FOR IMMEDIATE RELEASE
May 18, 2023
WASHINGTON—Today, Sen. Mike Braun, Ranking Member of the U.S. Special Committee on Aging, delivered the following opening remarks at the committee’s hearing on nursing homes titled, Residents at Risk: The Strained Nursing Home Inspection System and the Need to Improve Oversight, Transparency, and Accountability.
Sen. Braun also sent a letter today to the National Center for Health Statistics (NCHS) requesting the NCHS to improve its survey with respect to details about costs and facilities ownership to help Americans make better decisions for their own futures and those of their loved ones.
Read the letter here.
Thank you, Chairman Casey and our witnesses here today.
For the first time in U.S. history, older adults are expected to outnumber children by 2034.
As our population ages, we are facing growing health care workforce shortages.
Indiana has 4,300 job openings for nurses; and is projected to need 5,000 more by 2031.
Nursing homes have not been spared from these shortages, leading to issues with patient care and overall quality.
My home state has worked to address this issue.
A law championed by Ivy Tech Community College and the Indiana Hospital Association removed limits on nursing school enrollment.
Ivy Tech partnered with nursing homes to offer paid apprenticeships.
Last month, I went to West Washington High School where they have a program for students to earn a CNA (Certified Nursing Assistant) license by the time they graduate.
Congress can also do more to fill the skills gap for health care jobs.
Senator Kaine and I introduced the JOBS Act, which would make short-term education and training programs eligible for federal Pell Grants.
I’ve also introduced the Prioritizing Evidence for Workforce Development Act, which prioritizes funding for evidence-based workforce programs.
The federal government should make it easier for people who are looking for work to enter the health care field.
Instead, excessive federal rules and regulations pose barriers.
President Biden is expected to propose an overtime rule that would increase the salary cap of just above $35,000 for overtime exemptions.

**Source material**
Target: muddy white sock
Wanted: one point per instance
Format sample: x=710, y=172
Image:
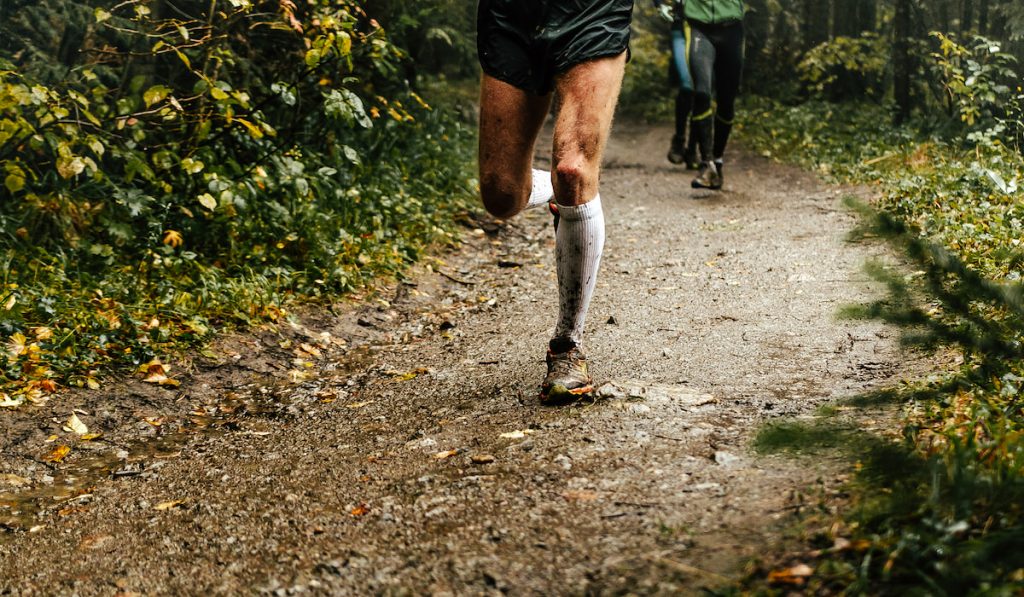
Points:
x=542, y=192
x=579, y=243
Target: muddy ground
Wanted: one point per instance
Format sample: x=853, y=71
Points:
x=393, y=443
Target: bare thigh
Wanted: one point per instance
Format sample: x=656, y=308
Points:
x=510, y=122
x=587, y=96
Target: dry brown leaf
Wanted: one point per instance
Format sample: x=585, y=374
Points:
x=310, y=349
x=57, y=454
x=168, y=505
x=13, y=479
x=580, y=496
x=517, y=434
x=793, y=576
x=76, y=425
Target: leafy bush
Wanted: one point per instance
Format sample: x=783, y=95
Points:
x=978, y=82
x=175, y=171
x=948, y=519
x=847, y=68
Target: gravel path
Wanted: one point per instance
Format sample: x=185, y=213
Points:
x=414, y=457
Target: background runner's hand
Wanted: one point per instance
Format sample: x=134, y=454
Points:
x=665, y=10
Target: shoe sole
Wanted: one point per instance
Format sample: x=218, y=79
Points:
x=561, y=394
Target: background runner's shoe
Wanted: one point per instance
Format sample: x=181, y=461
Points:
x=567, y=377
x=708, y=177
x=676, y=152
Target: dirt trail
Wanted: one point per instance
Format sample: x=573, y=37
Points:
x=715, y=311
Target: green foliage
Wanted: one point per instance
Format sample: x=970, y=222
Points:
x=950, y=521
x=978, y=82
x=200, y=164
x=847, y=68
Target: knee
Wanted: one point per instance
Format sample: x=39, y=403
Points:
x=501, y=198
x=572, y=175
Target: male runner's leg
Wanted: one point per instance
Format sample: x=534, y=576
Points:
x=510, y=122
x=587, y=95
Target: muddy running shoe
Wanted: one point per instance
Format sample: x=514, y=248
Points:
x=708, y=177
x=676, y=152
x=690, y=157
x=567, y=378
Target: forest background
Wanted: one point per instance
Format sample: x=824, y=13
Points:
x=173, y=168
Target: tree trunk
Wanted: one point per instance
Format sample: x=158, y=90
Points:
x=901, y=60
x=845, y=18
x=815, y=23
x=967, y=18
x=867, y=15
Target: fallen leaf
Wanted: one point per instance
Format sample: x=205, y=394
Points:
x=793, y=576
x=310, y=349
x=580, y=496
x=168, y=505
x=76, y=425
x=57, y=454
x=517, y=434
x=156, y=372
x=13, y=479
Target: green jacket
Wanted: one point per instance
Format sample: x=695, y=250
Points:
x=714, y=11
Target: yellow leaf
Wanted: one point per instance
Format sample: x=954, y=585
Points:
x=168, y=505
x=207, y=201
x=172, y=239
x=76, y=425
x=517, y=434
x=253, y=129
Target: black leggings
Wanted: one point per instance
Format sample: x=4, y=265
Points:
x=716, y=59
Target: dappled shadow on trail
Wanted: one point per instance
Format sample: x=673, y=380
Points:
x=429, y=466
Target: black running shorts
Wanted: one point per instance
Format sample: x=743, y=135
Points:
x=526, y=42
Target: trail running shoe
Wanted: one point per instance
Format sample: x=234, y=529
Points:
x=567, y=378
x=676, y=152
x=690, y=157
x=708, y=177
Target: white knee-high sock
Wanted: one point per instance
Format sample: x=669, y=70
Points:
x=579, y=243
x=542, y=190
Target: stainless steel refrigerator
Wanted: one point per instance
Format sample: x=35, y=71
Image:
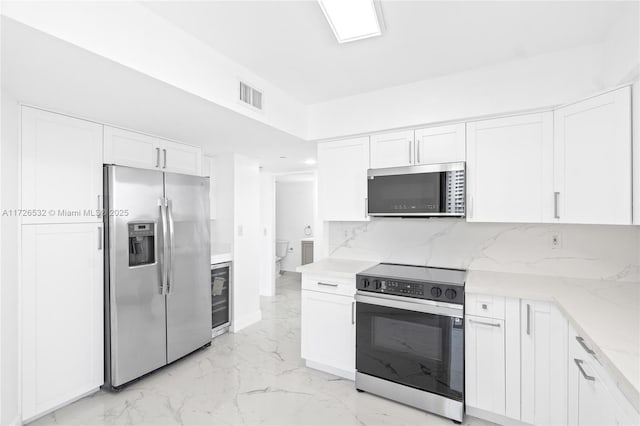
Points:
x=157, y=270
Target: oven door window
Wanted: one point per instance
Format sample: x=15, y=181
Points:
x=410, y=193
x=424, y=351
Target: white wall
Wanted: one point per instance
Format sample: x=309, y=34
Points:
x=268, y=227
x=587, y=251
x=294, y=211
x=9, y=331
x=519, y=85
x=146, y=42
x=247, y=239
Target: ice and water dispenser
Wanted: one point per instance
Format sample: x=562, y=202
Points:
x=141, y=243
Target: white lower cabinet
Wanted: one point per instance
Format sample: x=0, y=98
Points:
x=485, y=364
x=328, y=328
x=593, y=397
x=543, y=364
x=62, y=314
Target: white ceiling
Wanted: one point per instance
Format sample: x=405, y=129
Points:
x=290, y=44
x=41, y=70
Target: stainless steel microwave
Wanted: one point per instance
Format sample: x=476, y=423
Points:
x=417, y=191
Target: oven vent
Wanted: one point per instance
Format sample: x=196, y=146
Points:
x=250, y=96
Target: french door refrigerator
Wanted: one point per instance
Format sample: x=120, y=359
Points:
x=157, y=270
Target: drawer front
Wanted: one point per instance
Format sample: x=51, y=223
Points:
x=332, y=285
x=484, y=305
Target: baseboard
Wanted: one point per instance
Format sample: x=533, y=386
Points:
x=349, y=375
x=245, y=321
x=58, y=406
x=492, y=417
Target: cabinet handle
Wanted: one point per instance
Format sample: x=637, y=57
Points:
x=584, y=346
x=584, y=373
x=490, y=324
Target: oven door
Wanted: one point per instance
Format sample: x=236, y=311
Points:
x=413, y=342
x=430, y=190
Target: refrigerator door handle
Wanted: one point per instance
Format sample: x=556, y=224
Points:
x=163, y=252
x=171, y=247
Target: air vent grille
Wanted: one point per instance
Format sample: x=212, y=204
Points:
x=250, y=96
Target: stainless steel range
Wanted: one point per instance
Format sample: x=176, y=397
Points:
x=410, y=336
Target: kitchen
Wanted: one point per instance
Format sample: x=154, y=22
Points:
x=498, y=166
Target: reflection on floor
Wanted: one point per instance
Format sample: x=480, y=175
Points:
x=253, y=377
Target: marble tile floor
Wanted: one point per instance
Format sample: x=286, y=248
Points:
x=254, y=377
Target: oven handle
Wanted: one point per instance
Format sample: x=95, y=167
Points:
x=417, y=305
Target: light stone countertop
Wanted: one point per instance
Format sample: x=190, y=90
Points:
x=605, y=313
x=341, y=268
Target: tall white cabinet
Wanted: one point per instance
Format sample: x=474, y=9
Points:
x=592, y=160
x=61, y=168
x=510, y=169
x=61, y=260
x=62, y=323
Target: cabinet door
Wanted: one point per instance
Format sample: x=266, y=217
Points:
x=62, y=308
x=510, y=169
x=442, y=144
x=543, y=364
x=392, y=149
x=180, y=158
x=207, y=171
x=131, y=149
x=328, y=330
x=592, y=160
x=485, y=364
x=61, y=167
x=342, y=179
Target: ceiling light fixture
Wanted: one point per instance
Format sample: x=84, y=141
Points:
x=352, y=20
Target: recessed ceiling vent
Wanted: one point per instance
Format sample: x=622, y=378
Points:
x=250, y=96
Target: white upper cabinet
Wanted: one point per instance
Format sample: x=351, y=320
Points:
x=62, y=314
x=61, y=168
x=394, y=149
x=132, y=149
x=442, y=144
x=510, y=169
x=592, y=160
x=127, y=148
x=207, y=170
x=180, y=158
x=342, y=179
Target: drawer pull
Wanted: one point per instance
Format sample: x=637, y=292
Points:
x=584, y=373
x=584, y=346
x=490, y=324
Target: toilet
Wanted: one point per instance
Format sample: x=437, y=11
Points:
x=282, y=248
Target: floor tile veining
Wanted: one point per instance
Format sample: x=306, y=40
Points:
x=253, y=377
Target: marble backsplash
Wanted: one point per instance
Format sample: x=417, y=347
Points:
x=585, y=251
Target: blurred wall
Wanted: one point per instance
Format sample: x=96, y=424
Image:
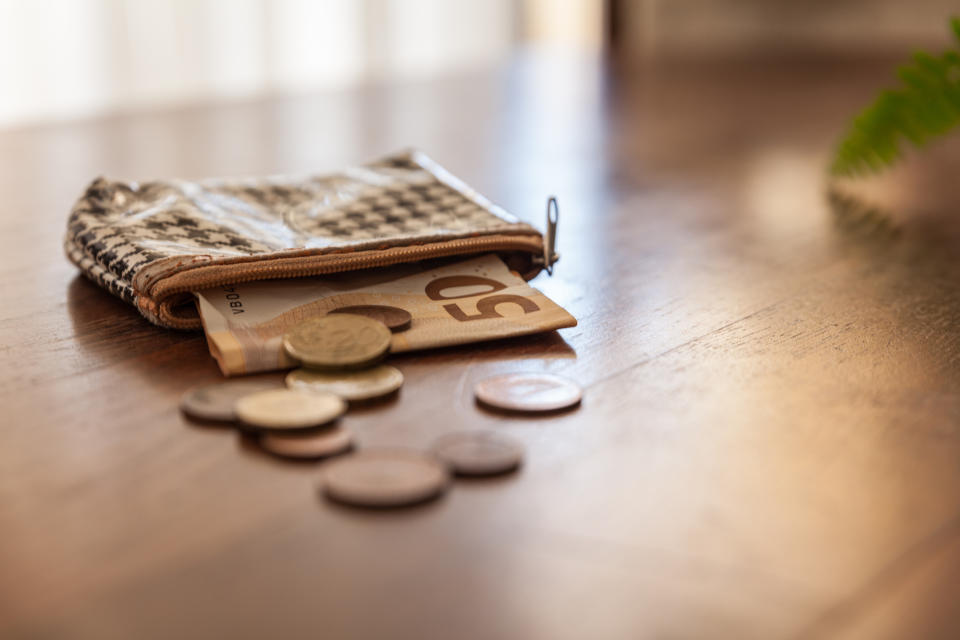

**What you will do**
1. In the remarks on nursing homes, reproduce the passage from "FOR IMMEDIATE RELEASE" to "their loved ones.".
2. According to the remarks on nursing homes, what would the JOBS Act make eligible for federal Pell Grants?

**Outputs for the tasks**
1.
FOR IMMEDIATE RELEASE
May 18, 2023
WASHINGTON—Today, Sen. Mike Braun, Ranking Member of the U.S. Special Committee on Aging, delivered the following opening remarks at the committee’s hearing on nursing homes titled, Residents at Risk: The Strained Nursing Home Inspection System and the Need to Improve Oversight, Transparency, and Accountability.
Sen. Braun also sent a letter today to the National Center for Health Statistics (NCHS) requesting the NCHS to improve its survey with respect to details about costs and facilities ownership to help Americans make better decisions for their own futures and those of their loved ones.

2. Short-term education and training programs.